Lay out the lines below as a Markdown table with two columns, No. and Line, giving each line its own numbered row and skipping blank lines. Leave the pictures out of the table.

===== RECORDS TO USE =====

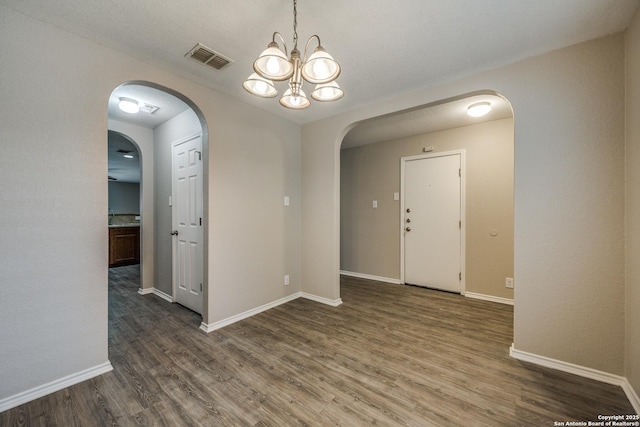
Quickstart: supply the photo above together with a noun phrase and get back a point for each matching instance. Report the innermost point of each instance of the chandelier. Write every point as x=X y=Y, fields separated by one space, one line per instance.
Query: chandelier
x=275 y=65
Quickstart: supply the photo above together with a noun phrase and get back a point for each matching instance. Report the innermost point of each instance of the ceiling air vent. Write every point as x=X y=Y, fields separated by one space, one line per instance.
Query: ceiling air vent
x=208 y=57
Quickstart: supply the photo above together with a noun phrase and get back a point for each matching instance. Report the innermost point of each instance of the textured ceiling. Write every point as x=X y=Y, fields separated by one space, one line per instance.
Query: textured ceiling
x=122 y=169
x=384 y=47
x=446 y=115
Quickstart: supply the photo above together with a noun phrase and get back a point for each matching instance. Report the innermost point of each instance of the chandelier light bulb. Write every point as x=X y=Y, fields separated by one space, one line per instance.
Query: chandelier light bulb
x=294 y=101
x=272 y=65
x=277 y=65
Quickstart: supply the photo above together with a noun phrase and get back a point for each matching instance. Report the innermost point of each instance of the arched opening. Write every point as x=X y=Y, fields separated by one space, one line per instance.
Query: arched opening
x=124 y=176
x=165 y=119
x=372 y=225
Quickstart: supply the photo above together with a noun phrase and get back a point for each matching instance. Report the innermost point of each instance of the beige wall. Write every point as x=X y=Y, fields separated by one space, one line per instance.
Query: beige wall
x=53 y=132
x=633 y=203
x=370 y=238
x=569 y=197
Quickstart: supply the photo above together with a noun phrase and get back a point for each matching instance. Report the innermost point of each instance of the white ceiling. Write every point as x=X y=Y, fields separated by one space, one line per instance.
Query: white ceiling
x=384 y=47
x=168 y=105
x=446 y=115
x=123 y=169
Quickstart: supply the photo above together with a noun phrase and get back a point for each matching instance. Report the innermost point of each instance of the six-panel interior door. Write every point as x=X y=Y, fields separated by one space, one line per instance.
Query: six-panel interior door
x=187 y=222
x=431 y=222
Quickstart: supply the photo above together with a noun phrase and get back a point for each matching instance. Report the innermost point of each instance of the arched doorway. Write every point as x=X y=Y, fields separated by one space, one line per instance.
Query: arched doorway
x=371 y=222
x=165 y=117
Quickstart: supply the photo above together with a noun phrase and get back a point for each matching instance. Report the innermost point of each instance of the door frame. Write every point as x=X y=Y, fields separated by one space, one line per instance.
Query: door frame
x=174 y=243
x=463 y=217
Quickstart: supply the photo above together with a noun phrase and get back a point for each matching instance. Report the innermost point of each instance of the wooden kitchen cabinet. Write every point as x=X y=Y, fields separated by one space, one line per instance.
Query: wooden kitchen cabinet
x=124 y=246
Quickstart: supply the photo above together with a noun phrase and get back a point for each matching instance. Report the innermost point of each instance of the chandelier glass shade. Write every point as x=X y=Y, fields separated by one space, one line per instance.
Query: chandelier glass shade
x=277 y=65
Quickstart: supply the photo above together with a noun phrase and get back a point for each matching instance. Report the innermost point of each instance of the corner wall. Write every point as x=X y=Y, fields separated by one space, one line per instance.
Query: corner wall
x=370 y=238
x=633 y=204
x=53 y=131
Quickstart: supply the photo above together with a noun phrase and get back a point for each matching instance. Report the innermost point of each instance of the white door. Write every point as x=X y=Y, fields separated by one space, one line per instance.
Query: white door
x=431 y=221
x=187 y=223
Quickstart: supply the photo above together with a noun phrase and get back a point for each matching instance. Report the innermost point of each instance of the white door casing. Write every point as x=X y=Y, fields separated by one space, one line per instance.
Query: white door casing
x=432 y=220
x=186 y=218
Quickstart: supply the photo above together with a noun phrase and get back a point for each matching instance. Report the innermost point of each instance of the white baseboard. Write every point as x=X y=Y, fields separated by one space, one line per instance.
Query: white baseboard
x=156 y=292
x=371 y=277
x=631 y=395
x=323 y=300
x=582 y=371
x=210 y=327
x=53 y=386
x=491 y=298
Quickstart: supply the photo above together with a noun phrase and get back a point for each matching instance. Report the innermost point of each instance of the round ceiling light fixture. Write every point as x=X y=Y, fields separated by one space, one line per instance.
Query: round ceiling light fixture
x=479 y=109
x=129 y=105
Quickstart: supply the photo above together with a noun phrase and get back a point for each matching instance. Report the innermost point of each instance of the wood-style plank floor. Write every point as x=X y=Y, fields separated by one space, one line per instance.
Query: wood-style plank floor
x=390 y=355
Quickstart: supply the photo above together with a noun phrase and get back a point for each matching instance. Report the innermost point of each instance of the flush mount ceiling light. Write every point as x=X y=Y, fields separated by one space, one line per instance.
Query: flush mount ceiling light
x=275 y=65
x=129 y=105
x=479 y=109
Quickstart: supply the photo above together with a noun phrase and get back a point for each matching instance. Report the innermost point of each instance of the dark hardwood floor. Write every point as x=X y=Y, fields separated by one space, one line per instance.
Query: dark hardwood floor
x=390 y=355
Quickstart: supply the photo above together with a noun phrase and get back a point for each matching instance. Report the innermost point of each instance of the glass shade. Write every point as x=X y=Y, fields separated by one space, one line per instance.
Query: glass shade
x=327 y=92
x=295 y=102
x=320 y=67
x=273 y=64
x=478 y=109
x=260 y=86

=====

# OUTPUT OF THE TASK
| No. | Line |
|---|---|
| 1 | Quickstart: supply the photo above together with a noun phrase and get back a point for each matching instance. Report the innermost point of each instance of the chandelier. Write every point as x=X y=Y, fields separated by one space, one line per instance. |
| 2 | Query: chandelier |
| 3 | x=275 y=65 |
| 4 | Quickstart: supply the photo above together with a noun phrase and get back a point for each matching instance. Report the innermost point of each instance of the ceiling air vent. Write every point as x=X y=Y, fields separated by one space, one line per instance. |
| 5 | Query: ceiling air vent |
| 6 | x=208 y=57 |
| 7 | Quickstart: supply the photo above together with a noun phrase and get back a point for each matching instance. Report the innermost point of each instance of the textured ceiling. Write every point as x=X y=Y, fields separated by one space, one line per instance. |
| 8 | Query: textured ceiling |
| 9 | x=122 y=169 |
| 10 | x=384 y=47 |
| 11 | x=446 y=115 |
| 12 | Quickstart: supply the photo above together with a noun phrase and get back a point for each matching instance. Report the innermost point of each instance of the chandelier light bulb. Write every point as x=X y=Y, fields separated by one space, one line per instance. |
| 13 | Query: chandelier light bulb |
| 14 | x=294 y=101 |
| 15 | x=272 y=65 |
| 16 | x=277 y=65 |
| 17 | Quickstart: supply the photo above together with a noun phrase and get back a point for each matching instance. Report the innermost point of each instance of the arched opening. Write every point as x=X y=Y, fields separated by one space, one line per instance. |
| 18 | Query: arched opening |
| 19 | x=124 y=176 |
| 20 | x=165 y=119 |
| 21 | x=372 y=225 |
| 22 | Quickstart: supply the photo above together with a noun phrase and get back a point for each matching instance. Report the innermost point of each instance of the beige wall. Write every point as x=X y=Y, fields separated by one space, one line per instance. |
| 23 | Query: beige wall |
| 24 | x=53 y=132 |
| 25 | x=633 y=203 |
| 26 | x=370 y=238 |
| 27 | x=569 y=197 |
| 28 | Quickstart: supply the photo above together with a noun phrase and get back a point for each matching instance. Report the innermost point of each instance of the white ceiling. Write every point as x=X y=Y, fields separated by one space, one line per instance. |
| 29 | Query: white ceiling |
| 30 | x=384 y=47 |
| 31 | x=168 y=105 |
| 32 | x=446 y=115 |
| 33 | x=123 y=169 |
| 34 | Quickstart: supply the photo above together with a noun phrase and get back a point for each matching instance. Report the innermost point of each instance of the six-panel interior door. Write every point as x=X y=Y, fields separated by one space, one line per instance. |
| 35 | Query: six-panel interior door |
| 36 | x=187 y=222 |
| 37 | x=431 y=222 |
| 38 | Quickstart: supply the photo above together with a noun phrase and get back a point for each matching instance. Report the innermost point of each instance of the arched doorway. Write every point as x=X y=Y, fields separated by one space, one line per instance. |
| 39 | Query: arched doorway |
| 40 | x=371 y=222 |
| 41 | x=165 y=117 |
| 42 | Quickstart: supply the photo above together with a noun phrase and get back a point for each matching instance. Report the innermost point of each instance of the door frame. Write every point as x=X y=Y, fields separated by one space, one line per instance. |
| 43 | Query: door frame |
| 44 | x=174 y=243 |
| 45 | x=463 y=217 |
| 46 | Quickstart: supply the photo above together with a noun phrase and get back a point for each matching instance. Report the innermost point of each instance of the wooden kitchen cabinet. Write every point as x=X y=Y, fields separated by one space, one line per instance. |
| 47 | Query: wooden kitchen cabinet |
| 48 | x=124 y=246 |
| 49 | Quickstart: supply the photo above together with a noun phrase and get back a point for each matching instance. Report the innermost point of each instance of the chandelier glass shade. Write every point as x=X y=Y, fields separated by one space, one line per instance. |
| 50 | Query: chandelier glass shade |
| 51 | x=277 y=65 |
| 52 | Quickstart: supply the photo above together with a noun phrase and get back a point for each matching instance. Report the innermost point of each instance of the corner wall. Write every point as x=X y=Y, fields separated by one space, one line per instance. |
| 53 | Query: corner wall |
| 54 | x=370 y=238 |
| 55 | x=633 y=204 |
| 56 | x=53 y=131 |
| 57 | Quickstart: supply the photo above together with a noun phrase and get back a point for each matching instance. Report the innermost point of each instance of the white door. Write every point as x=X y=Y, fields separated by one space, one line per instance. |
| 58 | Query: white door |
| 59 | x=431 y=221 |
| 60 | x=187 y=223 |
| 61 | Quickstart: supply the photo above together with a noun phrase and get back a point for each matching instance. Report the innermost point of each instance of the white door casing. Write every point as x=X y=Y, fields separated by one space, one line per instance. |
| 62 | Query: white door casing |
| 63 | x=432 y=220 |
| 64 | x=186 y=218 |
| 65 | Quickstart: supply the photo above together with a noun phrase and get back a point for each matching instance. Report the innermost point of each instance of the white baseboard. Write every point as x=X y=Y, fields separated by one space, one line per instance. |
| 66 | Query: white baseboard |
| 67 | x=156 y=292 |
| 68 | x=371 y=277 |
| 69 | x=631 y=395 |
| 70 | x=323 y=300 |
| 71 | x=582 y=371 |
| 72 | x=210 y=327 |
| 73 | x=53 y=386 |
| 74 | x=491 y=298 |
| 75 | Quickstart: supply the photo above together with a noun phrase and get back a point for each matching instance. Report the innermost point of each instance of the round ceiling light fixture. Write every point as x=X y=Y, fields separated by one space, one line per instance. |
| 76 | Query: round ceiling light fixture |
| 77 | x=479 y=109 |
| 78 | x=129 y=105 |
| 79 | Quickstart: supply the photo above together with a noun phrase and get back a point for each matching instance. Report the innermost point of each instance of the wood-style plank floor. Write every point as x=X y=Y, fields separated by one space, one line per instance. |
| 80 | Query: wood-style plank floor |
| 81 | x=390 y=355 |
| 82 | Quickstart: supply the photo above together with a noun phrase and get back a point for each matching instance. Report the innermost point of each instance of the flush mount ceiling light. Write every point as x=X y=Y, fields separated by one space, one line per instance. |
| 83 | Query: flush mount ceiling light |
| 84 | x=275 y=65 |
| 85 | x=129 y=105 |
| 86 | x=479 y=109 |
| 87 | Quickstart: supply the photo above together with a noun phrase and get back a point for each matching instance. Report the innermost point of each instance of the dark hardwood floor. Write every point as x=X y=Y, fields separated by one space, one line per instance. |
| 88 | Query: dark hardwood floor |
| 89 | x=390 y=355 |
| 90 | Quickstart: supply the photo above together with a noun phrase and get back a point for each matching instance. Report the innermost point of each instance of the glass shade. Write every point as x=X y=Y, fields separated by one space, one line per instance. |
| 91 | Query: glass shade |
| 92 | x=327 y=92 |
| 93 | x=295 y=102 |
| 94 | x=320 y=67 |
| 95 | x=273 y=64 |
| 96 | x=478 y=109 |
| 97 | x=260 y=86 |